- _文書本文_
________________
少々遠方の方からメールをいただいた。
返事は出したのだけど、それとは別にこのヨガにおける私の考える上達のステップというものについて記しておきたい。
参考までに。
まずは体を作るということ目指さなければならない。
私の言葉でひとことで言えば、下腹部を締めてみぞおちを緩める。
この達成のためには一定レベルでの脊柱と胸郭の柔軟さは要求される。
これは決してアクロバティックな柔軟さではない。
誰でもできると思ってもらって差し支えない。
加えて骨盤の安定を手に入れるために大臀筋と大腰筋、腰方形筋の使用度を上げる。
筋の強化や肥大化ではなく、使えていない筋肉を使う努力をする。
ドーム状でドーナツ形の横隔膜の脊柱寄りの部分の緊張を取る。
肩関節、上肢帯の強化も必要になる。
この辺りができてくると、
「下腹部を締めてみぞおちを緩める」
が、わかるようになると思う。
すると下腹部で呼吸をコントロールすること、延いては丹田の存在に理解が届くと思う。
さらにはウディアナバンダが理解され、ほぼ同時にキルタンクリヤで眼球が動き出すのが理解できると思う。
アジュニーチャクラの理解には眼球のコントロールが必要なのだと度々言っているけれど、その意味をここで解すると思う。
概ね私のクラスでは週1回で1年あればここには至る。
残念ながら肉体的なまたは精神的(これまでのところ取り組み方)な問題で、ここに至らない方もおられる。
以前はよくいらついていたのだけど、今では上達にも必然というものがるのだろうと考えている。
また肉体的にはそこに至っていても、そこに何の意味も価値も見出さない方もいる。
こういう人たちは私が思うに言葉の人たちだ。
身体的な経験では学ばず、言葉でのみ学ぶ。
こういう人たちのためにジュニーニャヨガなんていうものがあるんじゃないかと思う。
また人生におけるタイミングというものもあるのだろう。
________________
- _作業指示_
1 – ヨガの上達についての文章のうち、「が、わかるようになると思う。」から「こういう人たちのためにジュニーニャヨガなんていうものがあるんじゃないかと思う。」までを一字も変えずに繰り返してもらえますか？
2 – ヨガの上達についての文章を、最後の一文のあとから書き続けてもらえますか？

- _提示資料_
________________
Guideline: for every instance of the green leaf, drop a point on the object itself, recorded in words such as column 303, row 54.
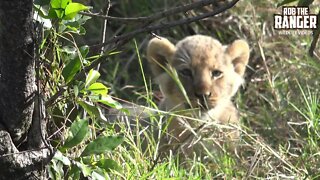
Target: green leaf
column 305, row 2
column 59, row 4
column 109, row 164
column 59, row 156
column 77, row 133
column 107, row 100
column 92, row 77
column 84, row 50
column 76, row 90
column 72, row 10
column 85, row 169
column 71, row 69
column 41, row 2
column 96, row 176
column 285, row 2
column 98, row 88
column 102, row 144
column 92, row 110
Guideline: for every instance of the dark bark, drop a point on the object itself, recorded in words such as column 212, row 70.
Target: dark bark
column 22, row 153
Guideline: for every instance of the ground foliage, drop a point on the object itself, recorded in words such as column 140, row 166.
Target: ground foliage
column 279, row 103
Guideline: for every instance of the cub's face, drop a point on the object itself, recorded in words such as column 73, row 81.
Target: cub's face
column 209, row 72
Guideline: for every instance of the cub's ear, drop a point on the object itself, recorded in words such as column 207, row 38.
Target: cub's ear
column 159, row 53
column 239, row 53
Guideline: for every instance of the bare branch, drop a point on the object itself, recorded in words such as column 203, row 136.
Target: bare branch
column 316, row 35
column 171, row 24
column 156, row 16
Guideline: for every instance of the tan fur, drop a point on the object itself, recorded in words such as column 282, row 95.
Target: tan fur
column 210, row 73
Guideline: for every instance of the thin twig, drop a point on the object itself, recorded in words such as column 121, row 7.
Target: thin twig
column 156, row 16
column 316, row 35
column 171, row 24
column 104, row 29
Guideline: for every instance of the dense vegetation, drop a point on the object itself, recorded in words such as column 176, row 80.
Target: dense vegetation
column 279, row 103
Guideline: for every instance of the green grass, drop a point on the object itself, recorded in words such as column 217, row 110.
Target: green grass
column 279, row 104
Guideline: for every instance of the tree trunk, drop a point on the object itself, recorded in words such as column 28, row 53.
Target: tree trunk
column 22, row 151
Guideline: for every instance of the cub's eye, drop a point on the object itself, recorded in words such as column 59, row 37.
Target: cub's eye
column 216, row 74
column 185, row 72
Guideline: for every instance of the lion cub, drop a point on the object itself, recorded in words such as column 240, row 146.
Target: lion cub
column 210, row 74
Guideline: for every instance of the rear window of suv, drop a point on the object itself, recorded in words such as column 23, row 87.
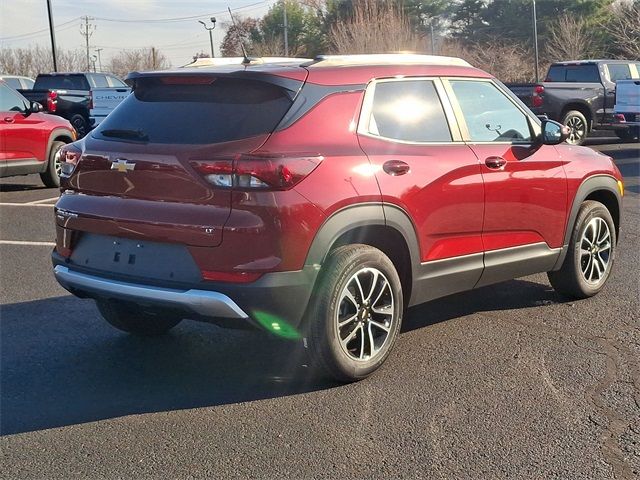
________________
- _出力結果_
1 –
が、わかるようになると思う。
すると下腹部で呼吸をコントロールすること、延いては丹田の存在に理解が届くと思う。
さらにはウディアナバンダが理解され、ほぼ同時にキルタンクリヤで眼球が動き出すのが理解できると思う。
アジュニーチャクラの理解には眼球のコントロールが必要なのだと度々言っているけれど、その意味をここで解すると思う。
概ね私のクラスでは週1回で1年あればここには至る。
残念ながら肉体的なまたは精神的(これまでのところ取り組み方)な問題で、ここに至らない方もおられる。
以前はよくいらついていたのだけど、今では上達にも必然というものがるのだろうと考えている。
また肉体的にはそこに至っていても、そこに何の意味も価値も見出さない方もいる。
こういう人たちは私が思うに言葉の人たちだ。
身体的な経験では学ばず、言葉でのみ学ぶ。
こういう人たちのためにジュニーニャヨガなんていうものがあるんじゃないかと思う。

2 –
ここで知っておいて欲しいのは、
私たちのヨガにおける根幹技法はサットクリヤとキルタンクリヤだということ。
火の呼吸ではない。
あれは重要な補助技法だといっていい。
そして100種類を超える瞑想の中で重要なのは、キルタンクリヤとロングチャントとラヤヨガメディテーションだということ。
次のステップにおいてはキルタンクリヤを達成していただきたい。
キルタンクリヤは本当に習得すると、頭の中が後方に回るようにして動き出し、頭部の位置が胴体に対して後上方に引き上がる。
かなりあごを引いた姿勢が通常のものとなる。
外側から顎を引いて作るのではない。
頭の内側から作り上げるのだ。
私はこれを練習を始めてから半年で理解した。
その頃は始めに教えてくれていた人物ともまだ交流があったので、話そうとしてみたが彼がわかってはいないということがすぐに理解できたので話すのを止めた。
後にティーチャートレーニングに参加したとき知ったけど、誰もわかってはいなかった。
ティーチャートレーニングの担当指導者にこういうことがおきたと話したら、その白人の女性は「あなた、起きたの!」という顔をして大変おどろかれた。
実際これを達成している人間に会ったことはまだない。
こういうことが起きるらしいということをうっすらと知っていた人間はいた。
その人物が空想で「エネルギーがぐるぐるーっぶわーっ」とかいうのを聞いたときは顔を覆って泣きたくなった。
だがほとんどの練習者は全く知らない。
だからキルタンクリヤなど、ただの奇妙な瞑想に過ぎなくなる。
そして技術がわからなくなったときに忍び込むのは人間関係だ。
ばかばかしい。
なぜこんな姿勢になってしまうのかは長年疑問だったけど、今ははっきりわかる。
それは頭上に抜くためだ。
上がってきた「気」はある者はみぞおちの裏で止まり、ある者は首の付け根で止まる。
しかしそれらを超えて頭の中に入ってきたとき、これは頭上に抜く力を持っているのは絶対だ。
そのためにはこの姿勢とバンダが必要になる。
頭上に抜くことができずに頭蓋内(ブラフマランドラ)に入ってきて、さらに蓄積されてしまうとどうなるのか?
少々恐ろしいものを感じる。
クンダリーニエネルギーが危険と称されるのはおそらくこういうことだろう。
であるわけだからキルタンクリヤを絶対に突破すること。
絶対に!
ロングチャントつまりチャクラ瞑想を解いたのは4年目だったか。
ティーチャートレーニングを修了させて、ぼちぼち本気でいくか!みたいなノリだった。
(笑)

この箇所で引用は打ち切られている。